++++ AVAILABLE RECORDS

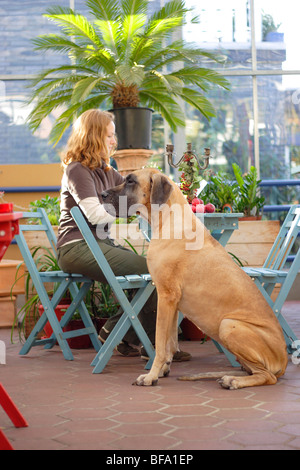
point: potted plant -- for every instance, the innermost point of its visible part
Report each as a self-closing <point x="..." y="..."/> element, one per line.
<point x="29" y="313"/>
<point x="121" y="59"/>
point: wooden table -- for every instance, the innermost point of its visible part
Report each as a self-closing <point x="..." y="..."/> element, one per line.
<point x="221" y="225"/>
<point x="9" y="227"/>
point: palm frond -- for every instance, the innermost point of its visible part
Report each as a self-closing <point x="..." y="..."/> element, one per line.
<point x="54" y="42"/>
<point x="165" y="105"/>
<point x="68" y="116"/>
<point x="84" y="88"/>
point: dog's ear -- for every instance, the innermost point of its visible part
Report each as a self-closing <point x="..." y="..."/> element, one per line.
<point x="161" y="189"/>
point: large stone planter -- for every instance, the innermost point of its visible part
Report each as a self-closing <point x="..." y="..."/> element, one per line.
<point x="129" y="160"/>
<point x="129" y="234"/>
<point x="253" y="240"/>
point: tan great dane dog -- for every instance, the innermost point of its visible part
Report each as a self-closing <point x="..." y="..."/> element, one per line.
<point x="194" y="274"/>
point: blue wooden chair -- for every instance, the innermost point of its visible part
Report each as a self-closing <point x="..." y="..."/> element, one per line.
<point x="131" y="309"/>
<point x="274" y="271"/>
<point x="76" y="284"/>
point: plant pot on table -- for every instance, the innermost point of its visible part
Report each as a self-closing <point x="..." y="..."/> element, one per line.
<point x="191" y="332"/>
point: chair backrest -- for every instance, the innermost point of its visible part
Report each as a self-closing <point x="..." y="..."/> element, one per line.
<point x="285" y="240"/>
<point x="44" y="226"/>
<point x="281" y="250"/>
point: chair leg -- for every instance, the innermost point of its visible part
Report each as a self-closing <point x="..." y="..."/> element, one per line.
<point x="11" y="409"/>
<point x="4" y="442"/>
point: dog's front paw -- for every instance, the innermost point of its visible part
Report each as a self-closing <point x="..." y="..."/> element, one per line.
<point x="145" y="380"/>
<point x="228" y="382"/>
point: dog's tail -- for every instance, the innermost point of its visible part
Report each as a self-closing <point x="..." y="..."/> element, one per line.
<point x="212" y="375"/>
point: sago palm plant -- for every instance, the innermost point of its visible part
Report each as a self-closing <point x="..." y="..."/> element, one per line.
<point x="121" y="58"/>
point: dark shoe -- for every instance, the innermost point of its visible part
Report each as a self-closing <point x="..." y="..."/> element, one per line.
<point x="179" y="356"/>
<point x="123" y="348"/>
<point x="103" y="334"/>
<point x="126" y="350"/>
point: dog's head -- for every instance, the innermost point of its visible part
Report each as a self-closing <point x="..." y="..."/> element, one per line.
<point x="139" y="191"/>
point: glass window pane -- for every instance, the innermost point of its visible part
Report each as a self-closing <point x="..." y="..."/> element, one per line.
<point x="230" y="133"/>
<point x="279" y="127"/>
<point x="224" y="27"/>
<point x="277" y="34"/>
<point x="18" y="144"/>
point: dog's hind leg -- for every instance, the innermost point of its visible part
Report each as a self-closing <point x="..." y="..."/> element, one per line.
<point x="165" y="344"/>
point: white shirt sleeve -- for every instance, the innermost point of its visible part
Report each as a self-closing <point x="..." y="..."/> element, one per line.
<point x="95" y="212"/>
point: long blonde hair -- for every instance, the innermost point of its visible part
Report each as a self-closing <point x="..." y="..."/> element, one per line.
<point x="86" y="143"/>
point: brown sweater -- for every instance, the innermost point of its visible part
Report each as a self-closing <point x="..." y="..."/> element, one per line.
<point x="78" y="183"/>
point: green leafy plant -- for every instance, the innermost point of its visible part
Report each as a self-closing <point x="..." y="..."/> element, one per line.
<point x="220" y="191"/>
<point x="249" y="200"/>
<point x="121" y="57"/>
<point x="51" y="206"/>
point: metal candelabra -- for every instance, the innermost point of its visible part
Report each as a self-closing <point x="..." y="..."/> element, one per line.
<point x="202" y="165"/>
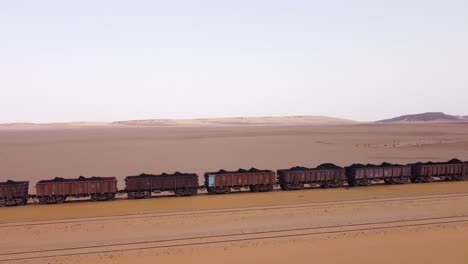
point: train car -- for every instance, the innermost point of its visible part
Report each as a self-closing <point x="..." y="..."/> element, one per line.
<point x="325" y="175"/>
<point x="59" y="189"/>
<point x="141" y="186"/>
<point x="364" y="175"/>
<point x="14" y="193"/>
<point x="453" y="170"/>
<point x="256" y="180"/>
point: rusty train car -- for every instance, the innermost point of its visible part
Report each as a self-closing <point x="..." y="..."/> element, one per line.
<point x="222" y="181"/>
<point x="364" y="175"/>
<point x="14" y="193"/>
<point x="143" y="185"/>
<point x="453" y="170"/>
<point x="325" y="175"/>
<point x="59" y="189"/>
<point x="186" y="184"/>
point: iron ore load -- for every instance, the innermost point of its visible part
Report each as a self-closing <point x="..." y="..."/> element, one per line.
<point x="143" y="185"/>
<point x="453" y="170"/>
<point x="364" y="175"/>
<point x="256" y="180"/>
<point x="325" y="175"/>
<point x="59" y="189"/>
<point x="14" y="193"/>
<point x="220" y="182"/>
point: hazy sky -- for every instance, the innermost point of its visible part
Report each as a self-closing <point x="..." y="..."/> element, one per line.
<point x="118" y="60"/>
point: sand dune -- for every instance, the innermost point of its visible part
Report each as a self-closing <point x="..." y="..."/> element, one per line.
<point x="236" y="121"/>
<point x="200" y="122"/>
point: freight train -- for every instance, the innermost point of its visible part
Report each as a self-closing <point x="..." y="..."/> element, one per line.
<point x="186" y="184"/>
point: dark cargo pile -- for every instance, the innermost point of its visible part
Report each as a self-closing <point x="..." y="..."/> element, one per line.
<point x="452" y="161"/>
<point x="9" y="182"/>
<point x="383" y="165"/>
<point x="251" y="170"/>
<point x="81" y="178"/>
<point x="177" y="173"/>
<point x="325" y="166"/>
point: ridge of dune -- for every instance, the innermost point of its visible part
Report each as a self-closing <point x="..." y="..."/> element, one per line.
<point x="235" y="121"/>
<point x="228" y="121"/>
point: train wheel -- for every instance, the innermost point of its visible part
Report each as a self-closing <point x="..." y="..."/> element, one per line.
<point x="60" y="199"/>
<point x="226" y="190"/>
<point x="179" y="192"/>
<point x="255" y="188"/>
<point x="21" y="201"/>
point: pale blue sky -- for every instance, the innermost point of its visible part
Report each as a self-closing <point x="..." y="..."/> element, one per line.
<point x="119" y="60"/>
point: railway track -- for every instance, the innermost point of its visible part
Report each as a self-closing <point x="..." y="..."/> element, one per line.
<point x="8" y="257"/>
<point x="231" y="210"/>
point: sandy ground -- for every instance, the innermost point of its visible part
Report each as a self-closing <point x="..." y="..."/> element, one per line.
<point x="44" y="154"/>
<point x="121" y="151"/>
<point x="424" y="229"/>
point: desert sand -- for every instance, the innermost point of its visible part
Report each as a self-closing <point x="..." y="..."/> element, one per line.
<point x="413" y="223"/>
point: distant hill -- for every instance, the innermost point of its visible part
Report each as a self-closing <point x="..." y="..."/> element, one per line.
<point x="239" y="121"/>
<point x="432" y="117"/>
<point x="230" y="121"/>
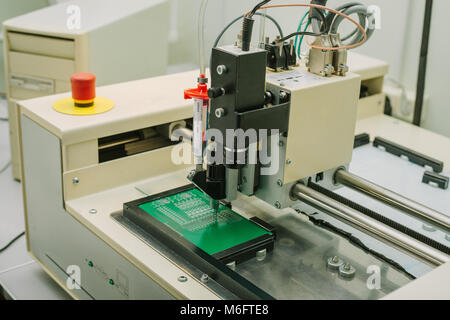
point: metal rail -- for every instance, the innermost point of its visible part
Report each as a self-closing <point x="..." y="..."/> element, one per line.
<point x="370" y="226"/>
<point x="393" y="199"/>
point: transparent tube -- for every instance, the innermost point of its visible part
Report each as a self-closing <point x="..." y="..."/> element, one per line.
<point x="262" y="29"/>
<point x="201" y="35"/>
<point x="197" y="135"/>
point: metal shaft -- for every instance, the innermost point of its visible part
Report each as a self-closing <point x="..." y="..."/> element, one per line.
<point x="370" y="226"/>
<point x="393" y="199"/>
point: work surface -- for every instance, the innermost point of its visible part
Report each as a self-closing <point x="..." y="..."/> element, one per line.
<point x="22" y="278"/>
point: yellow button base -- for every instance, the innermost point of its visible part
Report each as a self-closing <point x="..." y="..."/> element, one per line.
<point x="67" y="106"/>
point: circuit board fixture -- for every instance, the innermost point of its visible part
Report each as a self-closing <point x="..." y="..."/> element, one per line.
<point x="224" y="235"/>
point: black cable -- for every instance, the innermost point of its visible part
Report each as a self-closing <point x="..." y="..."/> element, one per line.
<point x="12" y="241"/>
<point x="299" y="33"/>
<point x="421" y="78"/>
<point x="280" y="30"/>
<point x="259" y="5"/>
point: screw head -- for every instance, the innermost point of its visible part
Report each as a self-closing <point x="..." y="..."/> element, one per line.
<point x="428" y="227"/>
<point x="261" y="255"/>
<point x="191" y="174"/>
<point x="221" y="69"/>
<point x="334" y="263"/>
<point x="220" y="112"/>
<point x="204" y="278"/>
<point x="347" y="270"/>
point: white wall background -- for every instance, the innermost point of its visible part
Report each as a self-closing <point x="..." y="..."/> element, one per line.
<point x="398" y="42"/>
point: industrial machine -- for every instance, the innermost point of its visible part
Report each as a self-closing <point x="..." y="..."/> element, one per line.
<point x="43" y="48"/>
<point x="220" y="193"/>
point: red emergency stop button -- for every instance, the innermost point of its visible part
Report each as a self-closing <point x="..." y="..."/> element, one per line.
<point x="83" y="89"/>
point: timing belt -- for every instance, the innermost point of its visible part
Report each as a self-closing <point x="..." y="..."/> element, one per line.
<point x="374" y="215"/>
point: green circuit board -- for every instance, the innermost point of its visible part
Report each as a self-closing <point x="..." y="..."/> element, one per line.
<point x="190" y="214"/>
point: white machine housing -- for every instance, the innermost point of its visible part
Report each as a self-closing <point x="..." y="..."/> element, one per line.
<point x="117" y="42"/>
<point x="70" y="195"/>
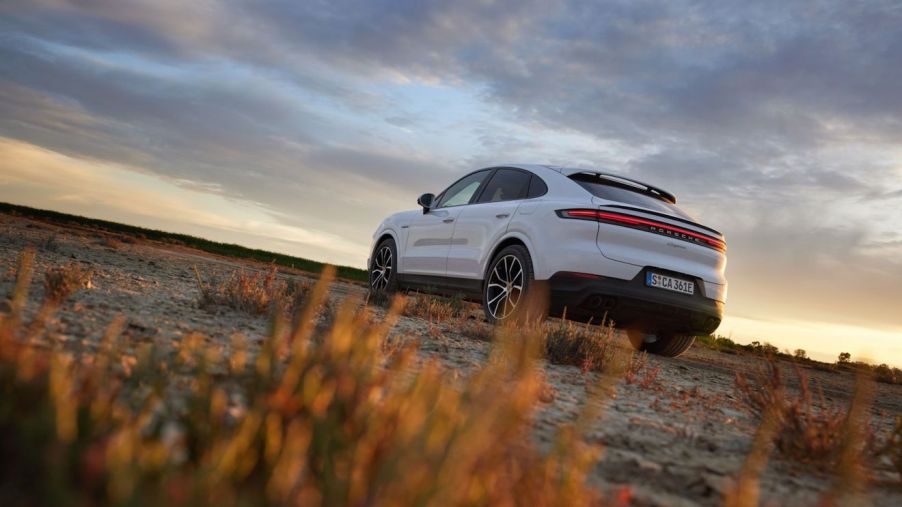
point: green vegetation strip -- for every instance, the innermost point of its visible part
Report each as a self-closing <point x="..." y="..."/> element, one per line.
<point x="226" y="249"/>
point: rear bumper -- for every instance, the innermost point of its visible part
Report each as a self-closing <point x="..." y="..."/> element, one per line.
<point x="632" y="304"/>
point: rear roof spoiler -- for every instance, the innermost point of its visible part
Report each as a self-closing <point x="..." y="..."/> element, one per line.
<point x="622" y="180"/>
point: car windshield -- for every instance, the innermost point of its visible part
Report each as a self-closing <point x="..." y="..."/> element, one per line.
<point x="613" y="191"/>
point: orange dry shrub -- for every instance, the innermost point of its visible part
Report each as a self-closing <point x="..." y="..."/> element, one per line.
<point x="311" y="418"/>
<point x="808" y="428"/>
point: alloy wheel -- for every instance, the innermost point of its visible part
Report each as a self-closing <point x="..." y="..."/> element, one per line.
<point x="381" y="269"/>
<point x="505" y="287"/>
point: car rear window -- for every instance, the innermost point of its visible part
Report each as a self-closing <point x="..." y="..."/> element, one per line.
<point x="613" y="191"/>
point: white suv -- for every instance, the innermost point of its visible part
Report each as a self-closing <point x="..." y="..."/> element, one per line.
<point x="600" y="246"/>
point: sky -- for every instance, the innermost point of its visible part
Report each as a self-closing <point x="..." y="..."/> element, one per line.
<point x="296" y="126"/>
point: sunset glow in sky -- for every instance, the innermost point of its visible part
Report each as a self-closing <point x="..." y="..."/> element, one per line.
<point x="296" y="126"/>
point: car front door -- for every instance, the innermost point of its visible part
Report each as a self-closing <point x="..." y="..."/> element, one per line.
<point x="429" y="235"/>
<point x="481" y="224"/>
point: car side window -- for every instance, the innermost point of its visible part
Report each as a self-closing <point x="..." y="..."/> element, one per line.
<point x="537" y="187"/>
<point x="506" y="185"/>
<point x="462" y="191"/>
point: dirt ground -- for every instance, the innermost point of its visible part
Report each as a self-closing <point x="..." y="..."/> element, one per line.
<point x="677" y="441"/>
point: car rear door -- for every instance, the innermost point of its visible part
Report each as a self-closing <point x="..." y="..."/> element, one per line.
<point x="481" y="224"/>
<point x="429" y="235"/>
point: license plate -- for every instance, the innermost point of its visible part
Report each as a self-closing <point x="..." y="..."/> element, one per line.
<point x="669" y="283"/>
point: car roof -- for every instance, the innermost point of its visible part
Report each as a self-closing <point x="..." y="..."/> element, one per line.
<point x="569" y="171"/>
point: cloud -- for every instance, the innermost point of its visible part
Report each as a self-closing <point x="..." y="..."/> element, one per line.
<point x="779" y="124"/>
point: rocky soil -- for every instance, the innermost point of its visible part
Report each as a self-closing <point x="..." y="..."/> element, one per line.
<point x="677" y="436"/>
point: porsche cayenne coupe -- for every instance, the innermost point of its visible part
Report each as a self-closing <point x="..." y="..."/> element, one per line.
<point x="600" y="246"/>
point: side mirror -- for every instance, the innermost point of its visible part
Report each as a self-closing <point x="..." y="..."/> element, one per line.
<point x="426" y="201"/>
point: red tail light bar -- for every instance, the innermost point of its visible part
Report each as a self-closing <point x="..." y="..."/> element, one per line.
<point x="644" y="224"/>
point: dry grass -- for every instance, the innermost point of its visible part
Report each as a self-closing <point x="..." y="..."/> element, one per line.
<point x="809" y="428"/>
<point x="434" y="309"/>
<point x="258" y="293"/>
<point x="62" y="282"/>
<point x="314" y="417"/>
<point x="593" y="348"/>
<point x="891" y="448"/>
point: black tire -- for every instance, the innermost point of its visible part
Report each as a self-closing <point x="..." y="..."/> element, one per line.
<point x="383" y="268"/>
<point x="519" y="302"/>
<point x="664" y="344"/>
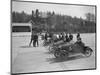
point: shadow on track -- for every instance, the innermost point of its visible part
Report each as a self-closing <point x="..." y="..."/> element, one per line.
<point x="26" y="46"/>
<point x="57" y="60"/>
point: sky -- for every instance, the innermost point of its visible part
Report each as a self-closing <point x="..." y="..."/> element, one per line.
<point x="71" y="10"/>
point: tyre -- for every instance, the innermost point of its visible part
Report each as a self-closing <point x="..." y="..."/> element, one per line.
<point x="64" y="54"/>
<point x="88" y="52"/>
<point x="57" y="54"/>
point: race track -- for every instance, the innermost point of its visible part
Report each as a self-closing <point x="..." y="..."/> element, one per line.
<point x="39" y="59"/>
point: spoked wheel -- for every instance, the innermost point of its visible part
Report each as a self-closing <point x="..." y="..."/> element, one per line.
<point x="60" y="54"/>
<point x="64" y="54"/>
<point x="88" y="52"/>
<point x="57" y="54"/>
<point x="50" y="48"/>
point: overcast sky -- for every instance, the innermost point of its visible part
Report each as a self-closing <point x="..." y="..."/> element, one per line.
<point x="71" y="10"/>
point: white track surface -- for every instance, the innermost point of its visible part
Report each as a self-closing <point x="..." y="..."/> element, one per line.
<point x="29" y="59"/>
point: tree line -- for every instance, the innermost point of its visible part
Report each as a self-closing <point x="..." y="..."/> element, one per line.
<point x="57" y="22"/>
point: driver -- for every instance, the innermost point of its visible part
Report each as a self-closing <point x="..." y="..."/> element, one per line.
<point x="80" y="43"/>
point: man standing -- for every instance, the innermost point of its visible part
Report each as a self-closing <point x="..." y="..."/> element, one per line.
<point x="35" y="37"/>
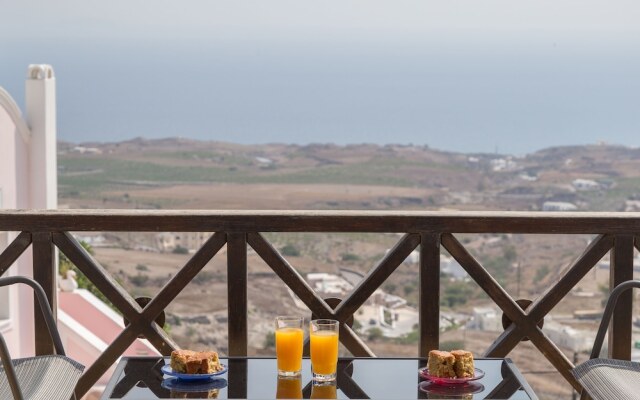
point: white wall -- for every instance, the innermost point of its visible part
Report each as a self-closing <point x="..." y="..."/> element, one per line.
<point x="28" y="171"/>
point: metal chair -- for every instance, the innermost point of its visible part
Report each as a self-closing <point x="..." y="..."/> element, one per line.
<point x="607" y="379"/>
<point x="41" y="377"/>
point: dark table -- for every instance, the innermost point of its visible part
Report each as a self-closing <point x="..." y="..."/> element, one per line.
<point x="361" y="378"/>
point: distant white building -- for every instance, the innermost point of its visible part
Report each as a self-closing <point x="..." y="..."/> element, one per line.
<point x="585" y="184"/>
<point x="558" y="206"/>
<point x="330" y="284"/>
<point x="448" y="265"/>
<point x="503" y="164"/>
<point x="568" y="337"/>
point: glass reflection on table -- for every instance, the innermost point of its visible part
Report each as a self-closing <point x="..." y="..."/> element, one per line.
<point x="289" y="387"/>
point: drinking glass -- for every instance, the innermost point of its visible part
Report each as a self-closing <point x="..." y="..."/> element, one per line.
<point x="324" y="349"/>
<point x="289" y="341"/>
<point x="289" y="387"/>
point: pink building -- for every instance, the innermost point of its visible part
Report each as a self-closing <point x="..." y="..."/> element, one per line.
<point x="28" y="180"/>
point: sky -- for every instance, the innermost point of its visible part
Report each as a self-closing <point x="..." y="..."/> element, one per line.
<point x="471" y="76"/>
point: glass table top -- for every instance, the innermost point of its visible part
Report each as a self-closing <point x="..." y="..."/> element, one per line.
<point x="361" y="378"/>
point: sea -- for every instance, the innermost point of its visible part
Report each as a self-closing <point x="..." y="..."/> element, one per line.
<point x="512" y="98"/>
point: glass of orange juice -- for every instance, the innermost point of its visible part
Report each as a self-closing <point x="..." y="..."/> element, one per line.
<point x="289" y="341"/>
<point x="324" y="349"/>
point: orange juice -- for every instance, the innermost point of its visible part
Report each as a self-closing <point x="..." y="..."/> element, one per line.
<point x="289" y="388"/>
<point x="325" y="391"/>
<point x="324" y="352"/>
<point x="289" y="349"/>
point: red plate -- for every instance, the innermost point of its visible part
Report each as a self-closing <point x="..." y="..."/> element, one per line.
<point x="424" y="372"/>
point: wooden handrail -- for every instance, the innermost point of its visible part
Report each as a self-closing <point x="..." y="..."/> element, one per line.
<point x="320" y="221"/>
<point x="427" y="231"/>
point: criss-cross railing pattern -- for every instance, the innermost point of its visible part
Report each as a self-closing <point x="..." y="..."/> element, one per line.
<point x="617" y="233"/>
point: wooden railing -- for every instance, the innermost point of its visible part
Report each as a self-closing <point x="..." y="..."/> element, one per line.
<point x="430" y="231"/>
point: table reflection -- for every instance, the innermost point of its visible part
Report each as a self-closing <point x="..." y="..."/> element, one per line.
<point x="289" y="387"/>
<point x="324" y="390"/>
<point x="141" y="378"/>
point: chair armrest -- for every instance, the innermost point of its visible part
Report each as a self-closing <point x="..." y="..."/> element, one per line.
<point x="9" y="370"/>
<point x="45" y="308"/>
<point x="608" y="312"/>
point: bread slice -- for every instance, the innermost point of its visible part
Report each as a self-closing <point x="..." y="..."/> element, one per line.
<point x="441" y="363"/>
<point x="463" y="365"/>
<point x="179" y="360"/>
<point x="192" y="362"/>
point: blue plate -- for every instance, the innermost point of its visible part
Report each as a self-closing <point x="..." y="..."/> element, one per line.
<point x="166" y="369"/>
<point x="178" y="385"/>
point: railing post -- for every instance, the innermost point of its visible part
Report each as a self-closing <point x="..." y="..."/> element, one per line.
<point x="44" y="272"/>
<point x="621" y="270"/>
<point x="429" y="278"/>
<point x="237" y="293"/>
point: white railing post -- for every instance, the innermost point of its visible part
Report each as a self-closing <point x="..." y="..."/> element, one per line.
<point x="40" y="115"/>
<point x="40" y="98"/>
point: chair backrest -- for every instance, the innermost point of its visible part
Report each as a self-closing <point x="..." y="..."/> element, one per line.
<point x="45" y="309"/>
<point x="608" y="313"/>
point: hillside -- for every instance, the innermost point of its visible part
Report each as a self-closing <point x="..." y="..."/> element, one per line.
<point x="187" y="174"/>
<point x="182" y="173"/>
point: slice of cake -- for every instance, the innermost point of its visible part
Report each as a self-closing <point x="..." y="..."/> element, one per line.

++++++++

JOB: Print everything from the line containing "point: slice of" down to the end of the records, word for word.

SOLUTION:
point: slice of cake -- for every instance, the innermost point of its visible part
Report each as a self-closing <point x="..." y="..."/> element, one per line.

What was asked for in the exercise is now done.